■ **Work to be completed**: Extract the passage of the mortgage rates article between "If you follow" and "and low inventory.", inclusive.

■ **Extracted text**:
________
If you follow my articles, you will know that I value research and understanding of the topics I present. This month, I came across the following article from Weekly Real Estate News and felt I needed to share it directly from the source as it is plain and simple to understand. Here is a link to the original story published March 29, 2023 by John G. Stevens.
Mortgage rates continue their upward trajectory as the Federal Reserve continues their pointed and aggressive response to stubborn inflation, with weekly U.S. average at 6.73% as of 3/8/23. This means that would-be homebuyers are continuing to face challenges of affordability and low inventory.
Let’s take a step back into history where mortgage rates have been and why.
________
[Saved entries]
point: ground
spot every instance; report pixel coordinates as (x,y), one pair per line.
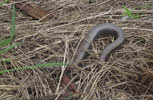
(127,75)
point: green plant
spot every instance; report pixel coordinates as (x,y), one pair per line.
(3,2)
(9,41)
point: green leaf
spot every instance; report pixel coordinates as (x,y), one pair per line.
(35,66)
(8,41)
(5,42)
(13,24)
(5,60)
(11,47)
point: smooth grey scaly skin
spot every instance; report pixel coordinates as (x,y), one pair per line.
(97,31)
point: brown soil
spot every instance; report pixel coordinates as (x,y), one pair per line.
(127,75)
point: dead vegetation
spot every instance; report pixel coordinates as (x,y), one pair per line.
(128,74)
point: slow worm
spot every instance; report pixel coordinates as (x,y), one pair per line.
(95,32)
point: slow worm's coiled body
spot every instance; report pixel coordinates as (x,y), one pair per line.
(98,31)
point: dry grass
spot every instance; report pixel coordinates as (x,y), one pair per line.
(128,74)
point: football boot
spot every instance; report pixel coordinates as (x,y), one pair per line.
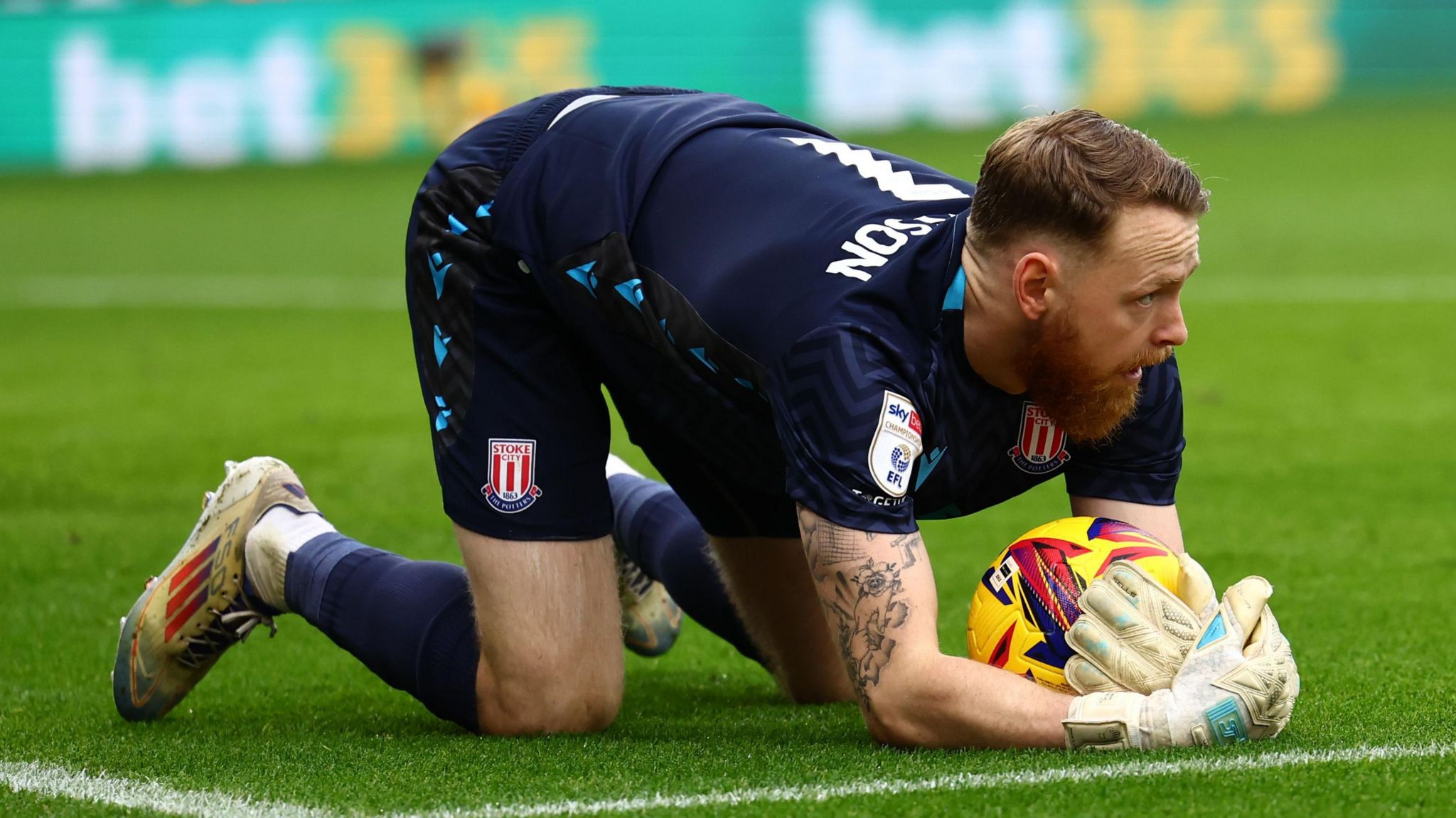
________
■ **Answer section**:
If you follow my articles, you will know that I value research and understanding of the topics I present. This month, I came across the following article from Weekly Real Estate News and felt I needed to share it directly from the source as it is plain and simple to understand. Here is a link to the original story published March 29, 2023 by John G. Stevens.
Mortgage rates continue their upward trajectory as the Federal Reserve continues their pointed and aggressive response to stubborn inflation, with weekly U.S. average at 6.73% as of 3/8/23. This means that would-be homebuyers are continuing to face challenges of affordability and low inventory.